Task directions
Extract each line of the records below that contains the string "conifer", matching case exactly.

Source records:
---

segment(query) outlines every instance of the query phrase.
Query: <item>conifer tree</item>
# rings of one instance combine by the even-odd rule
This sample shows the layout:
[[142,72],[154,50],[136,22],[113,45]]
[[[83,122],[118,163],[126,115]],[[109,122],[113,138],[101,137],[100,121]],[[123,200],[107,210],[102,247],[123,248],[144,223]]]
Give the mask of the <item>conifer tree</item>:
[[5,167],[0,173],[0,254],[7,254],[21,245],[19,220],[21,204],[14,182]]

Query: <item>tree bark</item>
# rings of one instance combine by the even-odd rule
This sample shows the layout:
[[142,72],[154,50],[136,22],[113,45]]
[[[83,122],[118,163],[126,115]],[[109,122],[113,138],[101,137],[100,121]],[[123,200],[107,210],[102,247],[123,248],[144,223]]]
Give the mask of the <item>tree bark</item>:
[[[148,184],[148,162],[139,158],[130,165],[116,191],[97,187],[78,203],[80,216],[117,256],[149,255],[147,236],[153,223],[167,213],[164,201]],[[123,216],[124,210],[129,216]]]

---

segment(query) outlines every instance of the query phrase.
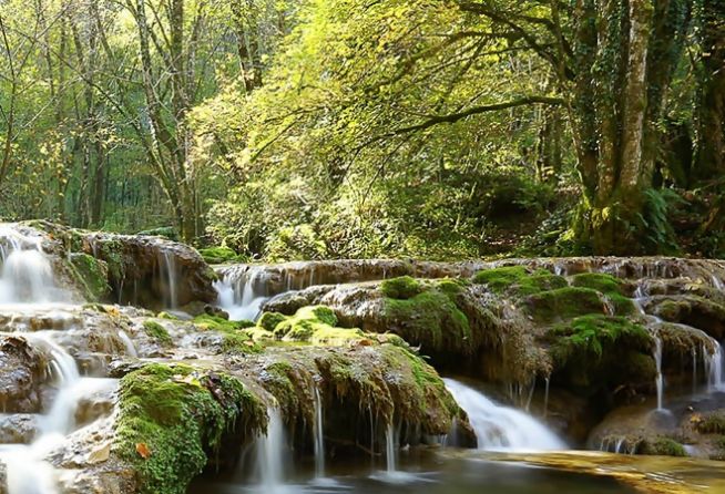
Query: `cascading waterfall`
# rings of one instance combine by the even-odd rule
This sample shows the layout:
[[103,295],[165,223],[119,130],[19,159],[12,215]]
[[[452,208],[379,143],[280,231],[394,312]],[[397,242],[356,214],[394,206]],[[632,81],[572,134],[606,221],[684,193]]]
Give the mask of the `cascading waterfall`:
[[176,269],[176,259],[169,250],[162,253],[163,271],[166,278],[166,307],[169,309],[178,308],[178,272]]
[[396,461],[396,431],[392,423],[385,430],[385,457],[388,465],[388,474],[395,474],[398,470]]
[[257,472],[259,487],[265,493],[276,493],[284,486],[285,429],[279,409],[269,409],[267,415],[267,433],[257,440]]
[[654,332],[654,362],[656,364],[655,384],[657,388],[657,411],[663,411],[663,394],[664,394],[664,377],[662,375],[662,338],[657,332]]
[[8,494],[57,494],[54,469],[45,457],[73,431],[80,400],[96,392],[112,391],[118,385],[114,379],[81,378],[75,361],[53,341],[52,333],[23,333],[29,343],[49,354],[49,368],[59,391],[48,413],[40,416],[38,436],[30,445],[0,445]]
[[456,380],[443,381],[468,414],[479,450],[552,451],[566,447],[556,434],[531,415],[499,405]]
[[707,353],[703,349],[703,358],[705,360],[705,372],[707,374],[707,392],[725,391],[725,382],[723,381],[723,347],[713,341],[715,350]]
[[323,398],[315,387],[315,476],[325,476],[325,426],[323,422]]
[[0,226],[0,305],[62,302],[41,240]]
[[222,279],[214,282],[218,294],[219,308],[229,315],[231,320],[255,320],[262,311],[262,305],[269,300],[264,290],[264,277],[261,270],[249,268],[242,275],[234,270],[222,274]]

---

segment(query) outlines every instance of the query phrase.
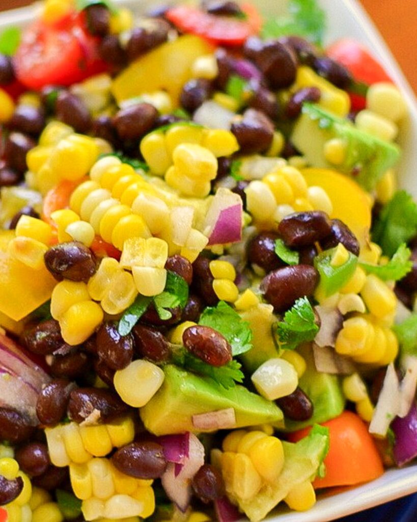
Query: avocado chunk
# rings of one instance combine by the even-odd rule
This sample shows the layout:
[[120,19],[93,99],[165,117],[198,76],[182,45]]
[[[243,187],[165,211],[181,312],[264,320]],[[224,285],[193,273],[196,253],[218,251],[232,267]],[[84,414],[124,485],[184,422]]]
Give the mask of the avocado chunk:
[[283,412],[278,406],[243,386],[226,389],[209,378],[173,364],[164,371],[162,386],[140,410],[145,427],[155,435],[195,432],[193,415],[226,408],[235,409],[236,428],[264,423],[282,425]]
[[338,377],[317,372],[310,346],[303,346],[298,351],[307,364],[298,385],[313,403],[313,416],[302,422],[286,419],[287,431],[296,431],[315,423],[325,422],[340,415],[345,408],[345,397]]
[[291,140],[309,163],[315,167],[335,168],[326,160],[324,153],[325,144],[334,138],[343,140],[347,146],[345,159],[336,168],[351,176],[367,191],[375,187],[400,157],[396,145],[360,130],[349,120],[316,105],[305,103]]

---

Completed task
Query: <item>conifer tree</item>
Give the mask of the <item>conifer tree</item>:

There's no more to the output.